The task
Recast the lines below as a JSON list of strings, one string per line with blank lines dropped, starting with the first line and going on through the line that contains "117 103 L 118". Leave the pictures out of the list.

Entries supplied

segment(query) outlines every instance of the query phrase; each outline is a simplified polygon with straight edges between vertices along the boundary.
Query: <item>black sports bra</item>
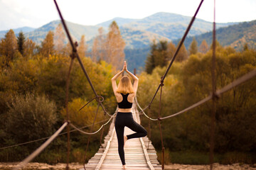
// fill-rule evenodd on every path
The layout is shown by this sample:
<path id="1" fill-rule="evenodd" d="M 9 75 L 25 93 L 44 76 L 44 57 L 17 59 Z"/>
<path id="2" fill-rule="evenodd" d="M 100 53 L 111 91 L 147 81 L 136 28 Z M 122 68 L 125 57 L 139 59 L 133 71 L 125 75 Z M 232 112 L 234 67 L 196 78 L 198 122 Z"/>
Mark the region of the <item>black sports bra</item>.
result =
<path id="1" fill-rule="evenodd" d="M 117 103 L 118 108 L 131 108 L 132 107 L 132 103 L 129 103 L 127 100 L 129 94 L 120 94 L 123 97 L 122 101 Z"/>

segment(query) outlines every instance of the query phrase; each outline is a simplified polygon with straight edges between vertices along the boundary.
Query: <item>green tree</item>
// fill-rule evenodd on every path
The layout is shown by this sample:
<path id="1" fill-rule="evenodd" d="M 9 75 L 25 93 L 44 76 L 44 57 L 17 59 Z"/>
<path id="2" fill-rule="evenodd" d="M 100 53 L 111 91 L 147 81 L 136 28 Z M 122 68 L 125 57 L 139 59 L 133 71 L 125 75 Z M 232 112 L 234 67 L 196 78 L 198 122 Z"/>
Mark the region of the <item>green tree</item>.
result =
<path id="1" fill-rule="evenodd" d="M 63 54 L 65 42 L 65 34 L 62 24 L 59 23 L 55 28 L 54 33 L 54 46 L 57 54 Z"/>
<path id="2" fill-rule="evenodd" d="M 122 39 L 117 23 L 114 21 L 109 27 L 106 40 L 107 58 L 104 60 L 111 63 L 116 69 L 121 69 L 124 60 L 125 42 Z"/>
<path id="3" fill-rule="evenodd" d="M 79 42 L 78 52 L 78 55 L 82 57 L 86 56 L 87 45 L 85 44 L 85 35 L 81 36 L 80 41 Z"/>
<path id="4" fill-rule="evenodd" d="M 48 33 L 41 46 L 41 53 L 44 57 L 49 57 L 50 55 L 54 54 L 53 33 L 52 31 L 50 30 Z"/>
<path id="5" fill-rule="evenodd" d="M 6 60 L 4 62 L 7 64 L 14 60 L 17 51 L 17 38 L 14 31 L 11 29 L 6 33 L 4 38 L 1 40 L 0 42 L 0 55 L 4 56 Z"/>
<path id="6" fill-rule="evenodd" d="M 189 46 L 189 55 L 196 55 L 198 52 L 198 43 L 196 38 L 193 38 L 193 41 Z"/>
<path id="7" fill-rule="evenodd" d="M 174 53 L 176 51 L 175 45 L 171 42 L 167 45 L 167 55 L 168 55 L 168 60 L 171 60 L 172 57 L 174 56 Z"/>
<path id="8" fill-rule="evenodd" d="M 181 45 L 181 47 L 180 49 L 180 50 L 178 51 L 176 60 L 177 62 L 183 62 L 184 60 L 186 60 L 186 59 L 188 59 L 188 52 L 186 49 L 186 47 L 184 45 L 184 44 L 183 44 Z"/>
<path id="9" fill-rule="evenodd" d="M 97 35 L 93 40 L 92 55 L 92 61 L 101 61 L 106 58 L 105 57 L 106 51 L 106 38 L 104 38 L 104 30 L 101 27 L 98 29 L 99 35 Z"/>
<path id="10" fill-rule="evenodd" d="M 157 44 L 154 41 L 150 50 L 145 65 L 145 69 L 148 74 L 151 74 L 157 66 L 163 67 L 167 64 L 169 59 L 167 41 L 160 41 Z"/>
<path id="11" fill-rule="evenodd" d="M 28 58 L 31 58 L 34 54 L 35 50 L 36 50 L 36 42 L 34 42 L 32 40 L 27 38 L 24 42 L 23 55 L 25 57 L 28 57 Z"/>
<path id="12" fill-rule="evenodd" d="M 206 54 L 208 50 L 208 45 L 206 42 L 206 40 L 203 40 L 201 42 L 201 44 L 200 45 L 199 47 L 199 52 L 202 52 L 203 54 Z"/>
<path id="13" fill-rule="evenodd" d="M 6 131 L 16 142 L 47 137 L 54 131 L 56 108 L 45 96 L 16 96 L 9 104 Z"/>
<path id="14" fill-rule="evenodd" d="M 18 50 L 22 55 L 24 53 L 24 43 L 25 43 L 25 36 L 22 31 L 18 33 Z"/>

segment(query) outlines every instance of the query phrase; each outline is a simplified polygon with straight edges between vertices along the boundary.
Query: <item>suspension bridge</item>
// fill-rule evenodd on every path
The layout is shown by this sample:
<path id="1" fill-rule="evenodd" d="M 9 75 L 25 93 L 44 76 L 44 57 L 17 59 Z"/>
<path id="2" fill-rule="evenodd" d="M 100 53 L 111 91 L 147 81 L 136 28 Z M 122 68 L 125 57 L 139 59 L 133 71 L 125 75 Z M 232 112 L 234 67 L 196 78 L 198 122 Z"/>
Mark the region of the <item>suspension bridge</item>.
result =
<path id="1" fill-rule="evenodd" d="M 193 109 L 196 107 L 198 107 L 206 102 L 208 101 L 212 101 L 212 113 L 211 113 L 211 125 L 210 125 L 210 169 L 213 169 L 213 149 L 214 149 L 214 131 L 215 131 L 215 107 L 216 107 L 216 100 L 220 97 L 220 96 L 232 89 L 233 88 L 239 86 L 240 84 L 249 81 L 250 79 L 252 79 L 256 76 L 256 69 L 253 69 L 252 71 L 248 72 L 247 74 L 242 76 L 239 79 L 235 80 L 234 81 L 231 82 L 230 84 L 228 84 L 227 86 L 223 87 L 220 89 L 216 89 L 215 88 L 215 0 L 214 0 L 214 21 L 213 21 L 213 57 L 212 57 L 212 67 L 211 67 L 211 74 L 212 74 L 212 91 L 210 92 L 210 94 L 207 96 L 205 98 L 203 98 L 201 101 L 193 104 L 192 106 L 178 112 L 174 114 L 171 114 L 170 115 L 166 116 L 166 117 L 161 117 L 161 98 L 162 96 L 162 90 L 163 90 L 163 86 L 164 86 L 164 79 L 166 76 L 166 74 L 168 74 L 173 62 L 174 62 L 174 60 L 176 57 L 177 56 L 177 54 L 178 51 L 180 50 L 181 45 L 183 45 L 185 38 L 186 38 L 190 28 L 192 26 L 193 23 L 194 22 L 196 15 L 203 2 L 203 0 L 201 0 L 200 2 L 200 4 L 198 7 L 198 8 L 196 11 L 196 13 L 194 16 L 192 17 L 191 21 L 181 39 L 180 41 L 178 47 L 170 62 L 170 64 L 166 69 L 164 74 L 161 77 L 160 80 L 160 84 L 159 86 L 157 87 L 156 92 L 152 97 L 152 99 L 151 100 L 151 102 L 147 105 L 146 107 L 144 108 L 142 108 L 142 107 L 139 106 L 139 104 L 137 102 L 137 98 L 135 99 L 135 103 L 134 103 L 134 106 L 132 108 L 132 113 L 134 120 L 137 121 L 138 123 L 140 122 L 139 113 L 142 113 L 142 115 L 145 115 L 146 118 L 149 119 L 149 124 L 150 125 L 150 121 L 157 121 L 159 127 L 159 134 L 160 134 L 160 140 L 161 141 L 161 165 L 159 164 L 159 162 L 157 160 L 157 156 L 156 151 L 151 144 L 149 139 L 148 137 L 143 137 L 140 139 L 132 139 L 131 140 L 129 140 L 127 142 L 124 146 L 124 152 L 125 152 L 125 157 L 126 160 L 127 162 L 127 167 L 129 169 L 164 169 L 164 146 L 163 142 L 163 135 L 161 132 L 161 120 L 171 118 L 172 117 L 176 116 L 178 115 L 180 115 L 181 113 L 183 113 L 185 112 L 187 112 L 190 110 L 191 109 Z M 69 169 L 69 157 L 70 157 L 70 133 L 72 131 L 78 130 L 82 134 L 90 135 L 88 137 L 87 144 L 85 150 L 85 158 L 86 158 L 86 153 L 89 147 L 89 143 L 90 140 L 90 136 L 92 135 L 96 134 L 97 132 L 102 132 L 101 134 L 101 140 L 102 139 L 102 135 L 103 135 L 103 130 L 105 128 L 105 126 L 111 123 L 110 128 L 109 130 L 109 132 L 106 137 L 105 137 L 105 142 L 102 144 L 101 143 L 102 147 L 100 148 L 97 153 L 95 154 L 94 157 L 92 157 L 89 162 L 87 164 L 84 164 L 84 167 L 81 167 L 80 170 L 82 169 L 120 169 L 122 167 L 121 161 L 119 158 L 119 154 L 117 152 L 117 137 L 115 135 L 115 130 L 114 128 L 114 118 L 116 114 L 110 114 L 106 111 L 105 109 L 105 107 L 103 106 L 103 101 L 104 98 L 99 96 L 94 86 L 92 84 L 92 81 L 85 70 L 85 68 L 84 67 L 81 60 L 77 52 L 77 45 L 75 43 L 73 42 L 72 38 L 69 33 L 68 27 L 65 24 L 65 20 L 61 14 L 60 10 L 58 6 L 58 4 L 56 2 L 56 0 L 54 0 L 54 3 L 56 6 L 58 12 L 60 15 L 63 26 L 65 28 L 65 30 L 66 32 L 67 36 L 68 38 L 69 42 L 70 42 L 71 47 L 72 47 L 72 53 L 70 55 L 71 60 L 70 60 L 70 64 L 69 67 L 68 78 L 66 81 L 66 94 L 65 94 L 65 107 L 66 107 L 66 120 L 63 124 L 63 125 L 50 137 L 43 138 L 43 140 L 48 139 L 41 147 L 39 147 L 36 151 L 34 151 L 31 154 L 30 154 L 28 157 L 26 157 L 25 159 L 23 159 L 22 162 L 21 162 L 14 169 L 21 169 L 23 166 L 25 166 L 28 162 L 32 161 L 37 155 L 38 155 L 44 149 L 47 147 L 58 135 L 64 133 L 61 133 L 61 132 L 66 128 L 67 128 L 67 138 L 68 138 L 68 142 L 67 142 L 67 166 L 66 169 Z M 107 119 L 107 121 L 106 121 L 100 127 L 99 130 L 97 130 L 95 132 L 92 132 L 92 130 L 90 132 L 85 132 L 82 129 L 82 128 L 78 128 L 75 127 L 72 123 L 69 120 L 69 115 L 68 115 L 68 94 L 69 94 L 69 83 L 70 83 L 70 72 L 72 69 L 72 66 L 73 63 L 73 60 L 75 59 L 77 59 L 82 70 L 86 76 L 90 87 L 92 88 L 92 90 L 93 91 L 93 93 L 95 94 L 95 98 L 93 98 L 92 100 L 90 100 L 87 103 L 86 103 L 83 107 L 85 107 L 90 102 L 91 102 L 93 100 L 96 100 L 98 103 L 97 105 L 97 110 L 95 114 L 95 118 L 97 116 L 99 108 L 101 107 L 105 113 L 105 115 L 107 115 L 110 117 L 109 119 Z M 151 118 L 150 117 L 150 106 L 154 100 L 156 94 L 160 90 L 160 100 L 159 100 L 159 114 L 158 118 Z M 140 112 L 139 113 L 137 108 L 140 109 Z M 82 109 L 81 108 L 81 109 Z M 145 110 L 148 110 L 149 113 L 145 113 Z M 95 123 L 95 118 L 93 122 L 93 124 L 91 125 L 91 130 L 92 129 Z M 70 127 L 73 128 L 73 130 L 70 130 Z M 150 130 L 150 128 L 149 128 Z M 130 130 L 126 129 L 125 133 L 131 133 Z M 150 134 L 150 132 L 149 132 Z M 150 137 L 150 135 L 149 135 Z M 42 139 L 40 139 L 38 140 L 41 140 Z M 9 148 L 11 147 L 16 147 L 30 142 L 36 142 L 38 140 L 35 141 L 31 141 L 23 144 L 16 144 L 13 146 L 6 147 L 2 149 Z"/>
<path id="2" fill-rule="evenodd" d="M 133 103 L 132 113 L 135 121 L 140 123 L 136 102 Z M 108 135 L 105 137 L 102 147 L 100 148 L 95 156 L 85 165 L 85 169 L 120 169 L 122 163 L 118 154 L 118 143 L 114 124 L 113 120 Z M 125 128 L 124 135 L 132 132 L 132 130 Z M 161 169 L 157 160 L 156 152 L 147 137 L 127 140 L 124 145 L 124 153 L 127 167 L 129 169 Z M 85 168 L 80 170 L 84 169 Z"/>

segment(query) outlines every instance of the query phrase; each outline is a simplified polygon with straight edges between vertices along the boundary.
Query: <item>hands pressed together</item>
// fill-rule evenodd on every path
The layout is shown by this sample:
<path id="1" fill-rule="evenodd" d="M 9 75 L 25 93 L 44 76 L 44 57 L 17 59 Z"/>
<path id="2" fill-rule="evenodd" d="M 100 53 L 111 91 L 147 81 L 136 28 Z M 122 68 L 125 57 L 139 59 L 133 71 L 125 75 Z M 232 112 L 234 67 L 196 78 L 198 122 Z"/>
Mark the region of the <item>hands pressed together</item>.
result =
<path id="1" fill-rule="evenodd" d="M 123 67 L 123 69 L 122 69 L 122 71 L 123 71 L 123 72 L 128 72 L 128 69 L 127 69 L 127 64 L 126 64 L 126 61 L 124 61 L 124 67 Z"/>

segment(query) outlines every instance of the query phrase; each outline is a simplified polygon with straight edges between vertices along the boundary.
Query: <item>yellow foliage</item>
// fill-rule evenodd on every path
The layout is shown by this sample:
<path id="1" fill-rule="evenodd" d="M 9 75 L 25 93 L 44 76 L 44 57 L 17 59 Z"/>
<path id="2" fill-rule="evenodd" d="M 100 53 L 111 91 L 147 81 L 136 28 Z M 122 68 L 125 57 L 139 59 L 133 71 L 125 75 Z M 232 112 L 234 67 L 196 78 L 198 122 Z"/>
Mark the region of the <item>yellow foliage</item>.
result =
<path id="1" fill-rule="evenodd" d="M 78 98 L 68 103 L 68 114 L 71 123 L 78 127 L 83 127 L 93 123 L 97 106 L 95 104 L 95 101 L 92 102 L 92 103 L 89 103 L 81 110 L 79 110 L 79 109 L 86 104 L 87 101 Z M 65 108 L 63 108 L 60 113 L 64 118 L 66 118 L 67 113 Z M 101 121 L 103 119 L 104 113 L 100 106 L 95 123 Z M 95 128 L 99 128 L 100 125 L 95 125 L 94 127 Z"/>

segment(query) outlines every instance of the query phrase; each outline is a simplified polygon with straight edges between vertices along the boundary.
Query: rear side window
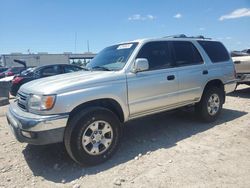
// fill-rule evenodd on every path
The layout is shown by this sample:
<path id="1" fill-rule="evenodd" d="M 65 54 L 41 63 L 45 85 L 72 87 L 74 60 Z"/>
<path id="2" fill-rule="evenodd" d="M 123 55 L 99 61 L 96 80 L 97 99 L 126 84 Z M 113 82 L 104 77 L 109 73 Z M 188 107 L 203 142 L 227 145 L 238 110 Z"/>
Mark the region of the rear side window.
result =
<path id="1" fill-rule="evenodd" d="M 55 66 L 50 66 L 50 67 L 46 67 L 42 70 L 42 77 L 47 77 L 47 76 L 53 76 L 53 75 L 57 75 L 57 74 L 61 74 L 61 70 L 60 67 L 55 65 Z"/>
<path id="2" fill-rule="evenodd" d="M 165 69 L 173 66 L 173 59 L 169 50 L 169 42 L 150 42 L 145 44 L 137 58 L 146 58 L 149 70 Z"/>
<path id="3" fill-rule="evenodd" d="M 80 67 L 75 67 L 75 66 L 64 66 L 64 72 L 69 73 L 69 72 L 76 72 L 81 70 Z"/>
<path id="4" fill-rule="evenodd" d="M 213 63 L 229 60 L 227 49 L 220 42 L 198 41 Z"/>
<path id="5" fill-rule="evenodd" d="M 203 60 L 196 47 L 188 41 L 173 41 L 177 66 L 202 64 Z"/>

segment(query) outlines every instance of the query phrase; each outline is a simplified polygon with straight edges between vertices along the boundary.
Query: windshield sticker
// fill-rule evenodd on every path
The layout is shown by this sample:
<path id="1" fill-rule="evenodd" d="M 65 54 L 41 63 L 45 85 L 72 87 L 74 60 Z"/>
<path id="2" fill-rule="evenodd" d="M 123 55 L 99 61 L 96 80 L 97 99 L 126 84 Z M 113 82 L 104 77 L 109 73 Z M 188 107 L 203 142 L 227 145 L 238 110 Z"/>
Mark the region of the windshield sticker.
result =
<path id="1" fill-rule="evenodd" d="M 133 46 L 133 44 L 121 44 L 117 47 L 117 50 L 129 49 Z"/>

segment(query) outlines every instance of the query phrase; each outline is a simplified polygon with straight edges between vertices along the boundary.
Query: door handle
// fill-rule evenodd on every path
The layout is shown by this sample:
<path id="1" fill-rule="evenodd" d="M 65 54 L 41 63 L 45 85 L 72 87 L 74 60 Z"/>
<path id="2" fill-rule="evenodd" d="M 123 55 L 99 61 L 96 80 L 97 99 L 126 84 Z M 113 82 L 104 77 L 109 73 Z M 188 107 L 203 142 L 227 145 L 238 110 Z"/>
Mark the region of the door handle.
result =
<path id="1" fill-rule="evenodd" d="M 202 74 L 208 74 L 208 70 L 202 71 Z"/>
<path id="2" fill-rule="evenodd" d="M 175 79 L 175 76 L 174 76 L 174 75 L 169 75 L 169 76 L 167 76 L 167 79 L 168 79 L 168 80 L 174 80 L 174 79 Z"/>
<path id="3" fill-rule="evenodd" d="M 241 61 L 234 61 L 234 64 L 241 64 Z"/>

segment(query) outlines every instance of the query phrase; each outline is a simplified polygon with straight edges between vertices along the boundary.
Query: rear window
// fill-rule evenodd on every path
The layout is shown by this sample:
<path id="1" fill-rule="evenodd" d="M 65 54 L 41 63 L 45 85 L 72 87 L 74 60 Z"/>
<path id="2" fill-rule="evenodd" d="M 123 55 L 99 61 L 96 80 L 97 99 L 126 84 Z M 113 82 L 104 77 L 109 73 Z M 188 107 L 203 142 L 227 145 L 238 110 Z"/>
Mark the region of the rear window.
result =
<path id="1" fill-rule="evenodd" d="M 198 41 L 205 50 L 210 60 L 213 63 L 223 62 L 229 60 L 229 54 L 226 48 L 220 42 L 215 41 Z"/>
<path id="2" fill-rule="evenodd" d="M 203 63 L 200 53 L 191 42 L 174 41 L 173 48 L 177 66 L 196 65 Z"/>

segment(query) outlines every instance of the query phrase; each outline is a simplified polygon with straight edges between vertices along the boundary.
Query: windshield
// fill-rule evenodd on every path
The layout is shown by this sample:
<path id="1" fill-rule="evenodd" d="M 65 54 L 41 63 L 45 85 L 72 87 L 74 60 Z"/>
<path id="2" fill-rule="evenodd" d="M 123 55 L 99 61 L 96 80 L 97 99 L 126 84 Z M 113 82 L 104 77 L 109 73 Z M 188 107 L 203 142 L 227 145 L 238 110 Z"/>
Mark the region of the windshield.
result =
<path id="1" fill-rule="evenodd" d="M 89 70 L 121 70 L 138 43 L 119 44 L 105 48 L 87 65 Z"/>
<path id="2" fill-rule="evenodd" d="M 30 76 L 33 74 L 35 68 L 28 68 L 27 70 L 24 70 L 21 72 L 22 76 Z"/>

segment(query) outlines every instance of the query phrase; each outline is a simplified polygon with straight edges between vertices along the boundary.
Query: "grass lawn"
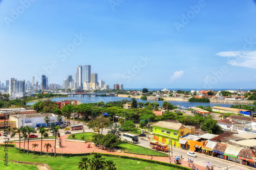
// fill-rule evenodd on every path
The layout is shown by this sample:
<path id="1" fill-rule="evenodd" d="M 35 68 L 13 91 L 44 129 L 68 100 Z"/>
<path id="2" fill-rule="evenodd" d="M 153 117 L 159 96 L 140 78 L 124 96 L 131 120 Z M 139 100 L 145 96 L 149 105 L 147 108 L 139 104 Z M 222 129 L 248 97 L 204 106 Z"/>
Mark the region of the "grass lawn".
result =
<path id="1" fill-rule="evenodd" d="M 4 151 L 4 147 L 0 147 L 0 157 L 3 158 L 5 154 Z M 63 169 L 78 169 L 78 164 L 80 161 L 81 157 L 66 157 L 64 156 L 61 157 L 60 156 L 54 157 L 47 157 L 46 156 L 40 156 L 39 155 L 33 155 L 30 153 L 29 155 L 27 154 L 18 153 L 18 150 L 14 149 L 14 148 L 9 148 L 8 151 L 8 159 L 12 160 L 18 160 L 20 161 L 26 162 L 39 162 L 47 163 L 49 165 L 52 169 L 55 170 L 63 170 Z M 32 157 L 36 157 L 36 158 L 31 158 Z M 88 158 L 91 158 L 93 156 L 89 156 Z M 145 169 L 145 167 L 150 167 L 151 169 L 159 169 L 165 170 L 166 168 L 168 169 L 175 170 L 177 169 L 171 167 L 166 167 L 164 165 L 158 165 L 156 164 L 151 163 L 140 161 L 140 163 L 138 163 L 138 161 L 137 160 L 133 160 L 127 159 L 121 159 L 118 158 L 102 157 L 107 160 L 113 160 L 114 163 L 116 164 L 116 167 L 117 169 Z M 0 169 L 6 169 L 6 166 L 4 165 L 4 162 L 0 163 Z M 9 162 L 9 163 L 10 162 Z M 11 164 L 11 163 L 10 163 Z M 16 166 L 16 164 L 15 164 Z M 19 168 L 15 166 L 15 168 L 10 168 L 10 169 L 28 169 L 26 168 Z M 29 168 L 29 169 L 33 169 Z"/>
<path id="2" fill-rule="evenodd" d="M 134 145 L 129 143 L 126 143 L 125 142 L 122 142 L 122 143 L 118 145 L 118 147 L 121 148 L 122 149 L 123 149 L 124 151 L 130 152 L 134 153 L 155 155 L 167 155 L 167 154 L 164 154 L 163 152 L 163 153 L 159 153 L 153 150 L 150 150 L 142 147 Z"/>
<path id="3" fill-rule="evenodd" d="M 11 162 L 8 162 L 8 166 L 5 165 L 4 164 L 4 163 L 1 162 L 1 163 L 0 164 L 0 169 L 38 170 L 38 168 L 36 165 L 25 165 L 21 163 L 16 163 Z"/>
<path id="4" fill-rule="evenodd" d="M 86 140 L 87 141 L 91 142 L 93 139 L 92 136 L 97 135 L 98 133 L 76 133 L 75 134 L 75 138 L 76 139 L 81 139 L 81 137 L 82 136 L 84 136 L 84 139 Z M 72 135 L 70 135 L 69 138 L 70 139 L 72 139 Z"/>

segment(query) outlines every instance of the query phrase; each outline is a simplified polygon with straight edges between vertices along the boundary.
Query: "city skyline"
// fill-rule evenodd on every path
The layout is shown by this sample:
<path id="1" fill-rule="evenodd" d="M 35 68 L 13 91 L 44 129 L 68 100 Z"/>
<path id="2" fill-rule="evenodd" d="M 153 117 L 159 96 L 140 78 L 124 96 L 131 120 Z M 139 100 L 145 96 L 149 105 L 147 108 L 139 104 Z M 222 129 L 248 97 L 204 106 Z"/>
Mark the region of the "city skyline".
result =
<path id="1" fill-rule="evenodd" d="M 255 89 L 255 2 L 0 1 L 0 80 L 90 64 L 111 88 Z"/>

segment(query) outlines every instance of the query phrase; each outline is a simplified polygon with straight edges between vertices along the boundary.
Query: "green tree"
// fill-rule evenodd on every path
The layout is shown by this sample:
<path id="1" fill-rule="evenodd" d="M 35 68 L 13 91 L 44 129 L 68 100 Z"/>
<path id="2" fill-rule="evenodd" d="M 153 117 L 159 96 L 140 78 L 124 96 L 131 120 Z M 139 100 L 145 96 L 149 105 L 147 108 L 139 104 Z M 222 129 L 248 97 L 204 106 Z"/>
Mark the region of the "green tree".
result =
<path id="1" fill-rule="evenodd" d="M 113 134 L 114 135 L 120 136 L 122 128 L 117 124 L 112 124 L 109 127 L 109 130 L 108 131 L 108 134 Z"/>
<path id="2" fill-rule="evenodd" d="M 45 117 L 45 122 L 46 123 L 46 127 L 48 127 L 48 123 L 50 122 L 50 117 L 46 116 Z"/>
<path id="3" fill-rule="evenodd" d="M 52 148 L 52 145 L 49 143 L 45 143 L 44 147 L 46 148 L 46 152 L 47 152 L 47 156 L 48 156 L 48 150 L 50 148 Z"/>
<path id="4" fill-rule="evenodd" d="M 28 126 L 26 126 L 25 128 L 27 131 L 27 133 L 28 133 L 28 155 L 29 154 L 29 135 L 31 133 L 36 133 L 36 131 L 35 129 L 29 127 Z M 24 141 L 25 142 L 25 141 Z"/>
<path id="5" fill-rule="evenodd" d="M 135 98 L 132 98 L 132 108 L 135 109 L 137 108 L 138 103 Z"/>
<path id="6" fill-rule="evenodd" d="M 148 90 L 147 88 L 144 88 L 142 89 L 142 93 L 145 93 L 148 92 Z"/>
<path id="7" fill-rule="evenodd" d="M 34 155 L 35 155 L 35 147 L 38 148 L 38 144 L 37 143 L 32 144 L 32 149 L 33 149 L 33 148 L 35 148 L 34 149 Z"/>
<path id="8" fill-rule="evenodd" d="M 212 119 L 207 119 L 201 125 L 202 130 L 211 134 L 222 133 L 221 127 L 217 124 L 217 122 Z"/>
<path id="9" fill-rule="evenodd" d="M 102 158 L 100 154 L 96 154 L 91 160 L 91 169 L 103 169 L 105 166 L 105 158 Z"/>
<path id="10" fill-rule="evenodd" d="M 22 128 L 14 128 L 14 131 L 11 134 L 11 137 L 14 137 L 16 133 L 18 133 L 18 138 L 19 138 L 19 147 L 18 147 L 18 153 L 20 153 L 20 134 L 22 133 Z M 25 143 L 25 142 L 24 142 Z"/>
<path id="11" fill-rule="evenodd" d="M 87 126 L 90 129 L 96 128 L 99 131 L 101 129 L 101 134 L 103 129 L 107 128 L 110 125 L 110 120 L 108 118 L 105 118 L 102 116 L 100 116 L 93 118 L 87 124 Z"/>
<path id="12" fill-rule="evenodd" d="M 42 136 L 43 135 L 48 132 L 48 130 L 46 129 L 46 128 L 42 128 L 39 129 L 39 133 L 41 134 L 41 152 L 40 153 L 40 155 L 42 156 Z"/>
<path id="13" fill-rule="evenodd" d="M 88 157 L 81 157 L 79 162 L 78 168 L 79 169 L 89 169 L 90 160 Z"/>

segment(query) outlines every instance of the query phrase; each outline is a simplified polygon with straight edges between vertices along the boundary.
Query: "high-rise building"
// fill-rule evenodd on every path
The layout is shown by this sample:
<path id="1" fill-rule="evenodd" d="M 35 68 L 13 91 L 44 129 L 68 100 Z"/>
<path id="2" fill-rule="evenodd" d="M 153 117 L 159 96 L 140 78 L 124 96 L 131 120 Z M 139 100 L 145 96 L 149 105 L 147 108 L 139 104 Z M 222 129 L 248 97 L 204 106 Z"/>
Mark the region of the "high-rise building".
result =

Exercise response
[
  "segment(query) outlines every instance of the query phrase; each outline is a simplified polygon with straight edges between vertices along the boundary.",
  "Query: <item>black sports bra</item>",
  "// fill-rule evenodd on every path",
  "The layout is shown by this sample:",
  "<path id=\"1\" fill-rule=\"evenodd\" d=\"M 9 75 L 25 93 L 44 76 L 44 57 L 17 59 Z\"/>",
  "<path id=\"2\" fill-rule=\"evenodd\" d=\"M 100 53 L 111 91 L 147 81 L 136 28 Z M 122 68 L 125 57 L 139 59 L 133 71 L 125 75 Z M 232 112 L 234 67 L 196 78 L 198 122 Z\"/>",
  "Mark the region of the <item>black sports bra</item>.",
  "result =",
  "<path id=\"1\" fill-rule=\"evenodd\" d=\"M 117 103 L 118 108 L 131 108 L 132 107 L 132 103 L 129 103 L 127 100 L 129 94 L 120 94 L 123 97 L 122 101 Z\"/>"
]